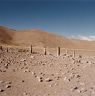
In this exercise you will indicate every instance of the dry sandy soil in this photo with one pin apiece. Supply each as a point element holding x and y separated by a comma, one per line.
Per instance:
<point>32,74</point>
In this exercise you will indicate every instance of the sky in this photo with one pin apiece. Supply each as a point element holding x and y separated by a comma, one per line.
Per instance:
<point>71,18</point>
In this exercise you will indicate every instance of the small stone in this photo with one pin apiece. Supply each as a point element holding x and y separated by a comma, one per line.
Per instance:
<point>22,60</point>
<point>40,79</point>
<point>31,56</point>
<point>1,81</point>
<point>22,81</point>
<point>1,90</point>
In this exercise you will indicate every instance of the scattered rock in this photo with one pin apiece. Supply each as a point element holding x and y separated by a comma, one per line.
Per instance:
<point>48,80</point>
<point>1,90</point>
<point>22,60</point>
<point>40,79</point>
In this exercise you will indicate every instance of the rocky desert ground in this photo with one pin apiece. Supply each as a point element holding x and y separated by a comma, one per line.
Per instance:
<point>45,70</point>
<point>23,73</point>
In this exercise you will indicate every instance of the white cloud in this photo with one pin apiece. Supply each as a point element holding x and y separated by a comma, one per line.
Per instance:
<point>80,37</point>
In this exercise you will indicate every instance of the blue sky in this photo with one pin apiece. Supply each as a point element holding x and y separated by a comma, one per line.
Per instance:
<point>64,17</point>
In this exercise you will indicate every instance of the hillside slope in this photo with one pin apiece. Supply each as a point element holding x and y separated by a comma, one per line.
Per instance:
<point>41,38</point>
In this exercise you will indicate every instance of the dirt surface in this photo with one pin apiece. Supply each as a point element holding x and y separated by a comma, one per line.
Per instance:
<point>40,38</point>
<point>31,74</point>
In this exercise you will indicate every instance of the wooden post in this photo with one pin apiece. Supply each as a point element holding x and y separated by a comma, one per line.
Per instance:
<point>58,51</point>
<point>66,51</point>
<point>31,49</point>
<point>45,53</point>
<point>1,48</point>
<point>74,54</point>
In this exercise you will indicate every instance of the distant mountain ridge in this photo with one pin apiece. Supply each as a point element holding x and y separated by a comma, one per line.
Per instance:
<point>40,38</point>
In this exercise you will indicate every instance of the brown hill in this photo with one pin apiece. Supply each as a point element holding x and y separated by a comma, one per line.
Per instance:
<point>40,38</point>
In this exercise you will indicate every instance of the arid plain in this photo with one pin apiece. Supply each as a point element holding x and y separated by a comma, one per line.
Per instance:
<point>31,64</point>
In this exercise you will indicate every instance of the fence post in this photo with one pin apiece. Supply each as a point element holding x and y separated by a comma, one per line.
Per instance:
<point>45,53</point>
<point>58,51</point>
<point>1,48</point>
<point>31,49</point>
<point>66,51</point>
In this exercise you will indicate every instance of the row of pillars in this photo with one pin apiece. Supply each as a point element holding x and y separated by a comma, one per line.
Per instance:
<point>58,51</point>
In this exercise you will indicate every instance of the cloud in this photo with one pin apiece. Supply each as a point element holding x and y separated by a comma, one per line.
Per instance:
<point>80,37</point>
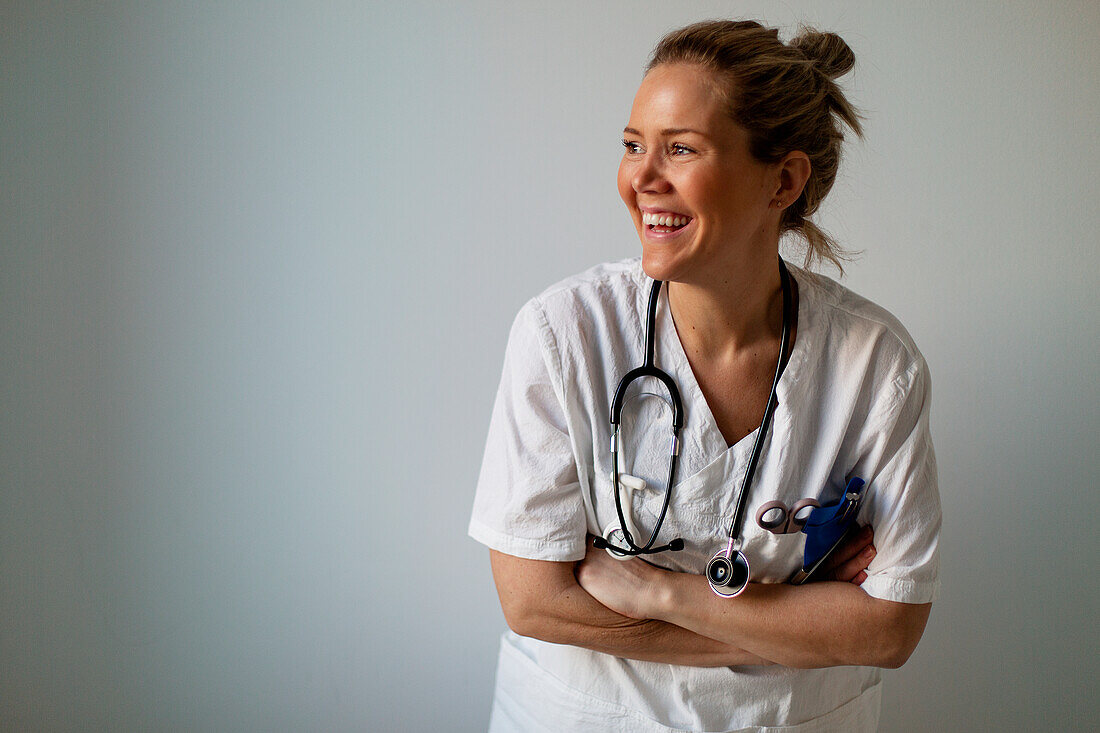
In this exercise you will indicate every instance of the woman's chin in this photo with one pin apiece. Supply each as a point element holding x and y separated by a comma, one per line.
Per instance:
<point>660,265</point>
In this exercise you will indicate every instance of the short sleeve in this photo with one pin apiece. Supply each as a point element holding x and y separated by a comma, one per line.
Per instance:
<point>903,496</point>
<point>528,501</point>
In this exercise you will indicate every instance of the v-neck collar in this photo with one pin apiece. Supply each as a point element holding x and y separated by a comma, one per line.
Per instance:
<point>701,434</point>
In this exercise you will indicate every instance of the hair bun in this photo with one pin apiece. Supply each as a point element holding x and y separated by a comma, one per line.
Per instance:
<point>827,51</point>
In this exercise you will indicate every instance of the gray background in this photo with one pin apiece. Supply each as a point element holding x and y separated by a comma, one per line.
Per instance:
<point>259,263</point>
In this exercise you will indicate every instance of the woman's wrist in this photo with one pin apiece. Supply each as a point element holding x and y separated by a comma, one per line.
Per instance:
<point>667,594</point>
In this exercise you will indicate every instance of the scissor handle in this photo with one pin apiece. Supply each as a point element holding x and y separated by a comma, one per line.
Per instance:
<point>788,521</point>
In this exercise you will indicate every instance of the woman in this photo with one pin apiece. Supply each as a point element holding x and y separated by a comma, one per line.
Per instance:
<point>732,142</point>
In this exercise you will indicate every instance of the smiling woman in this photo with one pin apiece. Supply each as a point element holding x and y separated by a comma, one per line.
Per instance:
<point>732,141</point>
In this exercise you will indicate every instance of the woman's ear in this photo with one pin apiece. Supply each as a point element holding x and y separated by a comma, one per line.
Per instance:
<point>793,174</point>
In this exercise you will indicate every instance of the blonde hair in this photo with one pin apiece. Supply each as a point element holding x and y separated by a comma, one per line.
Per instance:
<point>785,97</point>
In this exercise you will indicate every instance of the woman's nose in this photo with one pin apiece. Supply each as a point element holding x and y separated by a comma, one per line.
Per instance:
<point>648,176</point>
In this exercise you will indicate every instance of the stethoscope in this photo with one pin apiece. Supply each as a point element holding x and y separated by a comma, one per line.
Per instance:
<point>728,570</point>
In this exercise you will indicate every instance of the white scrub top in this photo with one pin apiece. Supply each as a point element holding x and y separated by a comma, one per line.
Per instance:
<point>853,402</point>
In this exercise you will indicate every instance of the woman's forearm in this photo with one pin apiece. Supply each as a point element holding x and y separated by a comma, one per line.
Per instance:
<point>542,600</point>
<point>814,625</point>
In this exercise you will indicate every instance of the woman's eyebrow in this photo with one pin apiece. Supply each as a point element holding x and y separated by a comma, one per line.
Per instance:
<point>667,131</point>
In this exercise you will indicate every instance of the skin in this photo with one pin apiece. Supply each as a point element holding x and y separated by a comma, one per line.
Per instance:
<point>684,155</point>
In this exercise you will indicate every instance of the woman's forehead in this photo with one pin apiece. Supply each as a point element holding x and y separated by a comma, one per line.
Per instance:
<point>678,97</point>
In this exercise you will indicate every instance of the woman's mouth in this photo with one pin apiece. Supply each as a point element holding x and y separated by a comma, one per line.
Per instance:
<point>663,222</point>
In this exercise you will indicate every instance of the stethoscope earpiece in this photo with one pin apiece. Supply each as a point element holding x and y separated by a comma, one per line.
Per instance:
<point>727,571</point>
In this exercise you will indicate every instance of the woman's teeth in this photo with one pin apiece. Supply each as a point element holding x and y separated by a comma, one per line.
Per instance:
<point>663,219</point>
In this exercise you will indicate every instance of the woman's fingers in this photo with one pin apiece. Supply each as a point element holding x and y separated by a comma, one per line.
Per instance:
<point>854,569</point>
<point>850,557</point>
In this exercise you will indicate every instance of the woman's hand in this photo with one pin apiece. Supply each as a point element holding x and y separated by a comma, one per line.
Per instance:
<point>634,588</point>
<point>848,562</point>
<point>628,587</point>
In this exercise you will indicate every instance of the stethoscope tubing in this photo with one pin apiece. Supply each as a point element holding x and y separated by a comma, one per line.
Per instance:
<point>648,369</point>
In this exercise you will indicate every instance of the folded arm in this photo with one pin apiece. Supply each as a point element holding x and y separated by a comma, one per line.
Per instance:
<point>815,625</point>
<point>542,600</point>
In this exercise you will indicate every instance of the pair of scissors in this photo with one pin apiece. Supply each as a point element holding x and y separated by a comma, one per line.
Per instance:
<point>779,518</point>
<point>825,527</point>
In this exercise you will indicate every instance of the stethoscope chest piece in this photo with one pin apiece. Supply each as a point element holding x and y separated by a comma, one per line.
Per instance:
<point>728,571</point>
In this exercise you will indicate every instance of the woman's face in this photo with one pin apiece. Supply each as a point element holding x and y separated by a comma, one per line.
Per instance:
<point>699,199</point>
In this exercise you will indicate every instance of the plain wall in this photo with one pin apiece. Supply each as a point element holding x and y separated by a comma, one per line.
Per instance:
<point>257,267</point>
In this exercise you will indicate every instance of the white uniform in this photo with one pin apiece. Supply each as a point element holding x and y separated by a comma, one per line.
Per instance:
<point>853,401</point>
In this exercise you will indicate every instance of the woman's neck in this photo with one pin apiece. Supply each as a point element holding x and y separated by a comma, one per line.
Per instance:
<point>722,315</point>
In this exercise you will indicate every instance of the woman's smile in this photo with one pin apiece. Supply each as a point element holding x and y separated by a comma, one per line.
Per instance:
<point>699,199</point>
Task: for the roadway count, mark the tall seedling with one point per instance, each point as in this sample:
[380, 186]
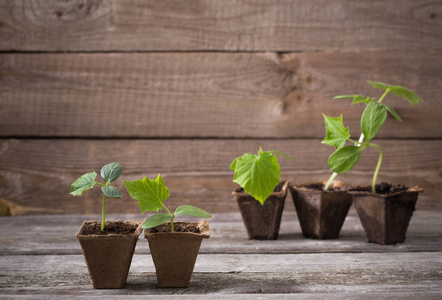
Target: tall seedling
[109, 173]
[372, 119]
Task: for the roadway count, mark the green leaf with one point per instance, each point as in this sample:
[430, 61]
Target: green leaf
[342, 160]
[155, 220]
[336, 133]
[149, 193]
[399, 91]
[393, 113]
[189, 210]
[372, 119]
[83, 183]
[258, 174]
[111, 192]
[111, 172]
[356, 98]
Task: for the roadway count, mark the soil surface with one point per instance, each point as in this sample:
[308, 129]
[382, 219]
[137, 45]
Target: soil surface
[115, 227]
[278, 188]
[178, 227]
[319, 187]
[382, 188]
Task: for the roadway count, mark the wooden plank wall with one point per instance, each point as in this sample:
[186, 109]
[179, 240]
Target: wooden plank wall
[183, 87]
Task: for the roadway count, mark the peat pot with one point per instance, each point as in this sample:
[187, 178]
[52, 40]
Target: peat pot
[174, 253]
[108, 256]
[385, 217]
[321, 213]
[262, 221]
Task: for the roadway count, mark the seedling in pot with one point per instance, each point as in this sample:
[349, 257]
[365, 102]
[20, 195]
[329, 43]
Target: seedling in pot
[372, 119]
[109, 173]
[258, 174]
[151, 195]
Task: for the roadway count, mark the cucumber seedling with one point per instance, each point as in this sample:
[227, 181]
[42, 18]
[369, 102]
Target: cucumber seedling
[109, 173]
[258, 174]
[372, 119]
[151, 194]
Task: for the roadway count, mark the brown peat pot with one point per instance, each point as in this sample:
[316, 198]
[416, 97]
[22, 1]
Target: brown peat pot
[174, 253]
[385, 217]
[321, 213]
[262, 221]
[108, 256]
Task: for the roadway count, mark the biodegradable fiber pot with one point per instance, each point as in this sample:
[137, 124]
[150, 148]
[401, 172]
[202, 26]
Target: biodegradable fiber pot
[385, 217]
[321, 213]
[174, 253]
[262, 221]
[108, 257]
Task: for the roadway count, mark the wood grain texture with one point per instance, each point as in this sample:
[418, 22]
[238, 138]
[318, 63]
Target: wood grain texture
[222, 95]
[55, 235]
[39, 172]
[364, 273]
[235, 25]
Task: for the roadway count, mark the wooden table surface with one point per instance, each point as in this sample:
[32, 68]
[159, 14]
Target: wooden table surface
[40, 257]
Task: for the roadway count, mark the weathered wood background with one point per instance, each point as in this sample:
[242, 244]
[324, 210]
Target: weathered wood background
[181, 88]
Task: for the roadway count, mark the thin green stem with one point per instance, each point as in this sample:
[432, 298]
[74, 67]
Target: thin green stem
[383, 96]
[378, 166]
[333, 176]
[172, 216]
[103, 220]
[330, 180]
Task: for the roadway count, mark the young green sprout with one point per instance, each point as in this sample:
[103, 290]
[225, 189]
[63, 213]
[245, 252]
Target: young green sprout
[109, 173]
[258, 174]
[151, 194]
[372, 119]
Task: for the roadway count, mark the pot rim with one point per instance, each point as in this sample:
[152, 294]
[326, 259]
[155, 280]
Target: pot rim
[366, 193]
[278, 194]
[136, 233]
[203, 225]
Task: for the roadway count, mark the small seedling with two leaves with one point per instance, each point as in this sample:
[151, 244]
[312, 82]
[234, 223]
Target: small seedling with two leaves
[109, 173]
[151, 194]
[258, 174]
[372, 119]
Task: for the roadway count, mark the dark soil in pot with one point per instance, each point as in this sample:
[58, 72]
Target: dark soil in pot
[262, 221]
[174, 253]
[321, 213]
[385, 215]
[108, 254]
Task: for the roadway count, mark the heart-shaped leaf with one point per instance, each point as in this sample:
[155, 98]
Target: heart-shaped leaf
[258, 174]
[189, 210]
[111, 192]
[149, 193]
[336, 133]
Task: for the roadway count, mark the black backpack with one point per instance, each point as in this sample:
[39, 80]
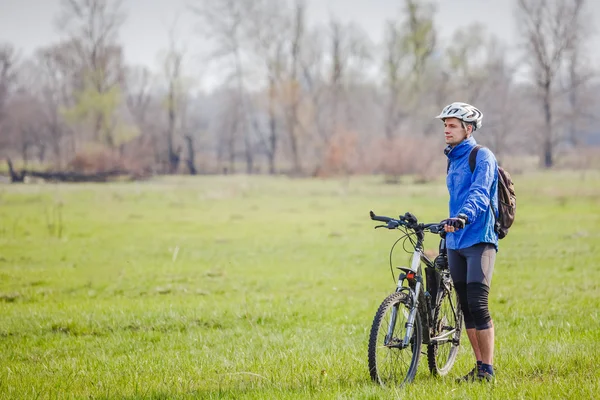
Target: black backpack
[507, 199]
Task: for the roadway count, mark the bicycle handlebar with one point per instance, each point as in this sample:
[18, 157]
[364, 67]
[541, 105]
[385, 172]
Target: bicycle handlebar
[407, 220]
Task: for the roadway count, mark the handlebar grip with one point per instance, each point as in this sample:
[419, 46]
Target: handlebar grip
[378, 218]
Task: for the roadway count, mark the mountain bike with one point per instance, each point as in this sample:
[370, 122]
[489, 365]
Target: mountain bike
[421, 311]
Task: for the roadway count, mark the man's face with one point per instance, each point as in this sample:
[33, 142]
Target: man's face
[454, 131]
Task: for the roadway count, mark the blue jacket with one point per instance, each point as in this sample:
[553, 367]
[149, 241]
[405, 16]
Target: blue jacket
[472, 194]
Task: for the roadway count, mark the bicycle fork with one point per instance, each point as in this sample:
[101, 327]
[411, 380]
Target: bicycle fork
[410, 323]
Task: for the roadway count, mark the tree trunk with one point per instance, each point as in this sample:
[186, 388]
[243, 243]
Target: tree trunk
[547, 159]
[191, 164]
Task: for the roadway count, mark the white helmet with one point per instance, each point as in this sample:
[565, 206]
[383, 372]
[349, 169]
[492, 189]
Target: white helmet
[463, 111]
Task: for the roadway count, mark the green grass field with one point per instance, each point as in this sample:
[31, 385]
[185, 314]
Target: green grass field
[257, 287]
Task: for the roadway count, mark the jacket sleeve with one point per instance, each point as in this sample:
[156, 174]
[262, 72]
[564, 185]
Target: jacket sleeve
[478, 199]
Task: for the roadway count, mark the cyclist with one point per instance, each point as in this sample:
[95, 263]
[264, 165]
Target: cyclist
[472, 241]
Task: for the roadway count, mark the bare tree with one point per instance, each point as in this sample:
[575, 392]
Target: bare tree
[175, 99]
[420, 37]
[550, 29]
[293, 106]
[224, 22]
[8, 59]
[92, 27]
[268, 27]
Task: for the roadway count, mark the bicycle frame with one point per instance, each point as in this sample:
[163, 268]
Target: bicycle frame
[421, 299]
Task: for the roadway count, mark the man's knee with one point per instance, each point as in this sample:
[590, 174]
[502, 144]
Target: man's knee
[461, 291]
[477, 299]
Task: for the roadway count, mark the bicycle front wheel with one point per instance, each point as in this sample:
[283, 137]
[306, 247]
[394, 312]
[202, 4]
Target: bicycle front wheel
[447, 325]
[390, 362]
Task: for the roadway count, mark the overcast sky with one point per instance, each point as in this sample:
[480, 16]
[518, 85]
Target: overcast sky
[29, 24]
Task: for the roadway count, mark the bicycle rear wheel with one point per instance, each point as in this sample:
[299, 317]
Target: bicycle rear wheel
[389, 362]
[447, 326]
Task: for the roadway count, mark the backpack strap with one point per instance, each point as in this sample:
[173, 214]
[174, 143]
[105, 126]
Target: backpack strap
[473, 157]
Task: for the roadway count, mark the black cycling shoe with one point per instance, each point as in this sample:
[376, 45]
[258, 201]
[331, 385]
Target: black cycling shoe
[470, 377]
[485, 377]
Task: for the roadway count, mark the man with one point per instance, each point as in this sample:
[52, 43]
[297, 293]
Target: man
[471, 240]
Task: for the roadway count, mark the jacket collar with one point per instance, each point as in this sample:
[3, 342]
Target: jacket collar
[460, 149]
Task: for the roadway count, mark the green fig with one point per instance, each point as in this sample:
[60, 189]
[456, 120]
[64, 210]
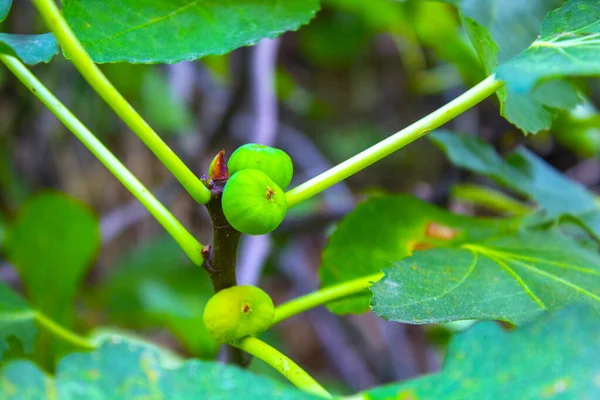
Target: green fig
[238, 311]
[252, 203]
[273, 162]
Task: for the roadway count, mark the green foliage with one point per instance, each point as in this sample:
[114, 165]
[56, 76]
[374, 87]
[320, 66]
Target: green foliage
[144, 31]
[555, 357]
[31, 49]
[51, 244]
[390, 228]
[500, 33]
[155, 285]
[510, 278]
[569, 45]
[166, 112]
[17, 320]
[126, 369]
[526, 174]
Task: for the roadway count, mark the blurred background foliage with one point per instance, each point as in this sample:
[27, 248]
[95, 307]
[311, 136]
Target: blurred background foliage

▸ Goal
Repeat everything above from the line containing "the woman's wrist" down to the line containing "<point>732,142</point>", both of those lines included, with no changes.

▸ Exercise output
In this exercise you will indicate every instance of the woman's wrist in this photo with one pin apiece. Supply each as a point element holding x and y separated by a comma, one per line.
Per instance:
<point>667,594</point>
In this exercise you will indicate every instance of the scissor handle in this photo with one pin apiece. Supply each as a point element holding x and y separated by a comma, one per line.
Per instance:
<point>788,521</point>
In this exercise you will indicate every instance of the woman in this photo with one pin apiece. Supply each as a point element holding x and y separated by a comma, one per line.
Per instance:
<point>732,142</point>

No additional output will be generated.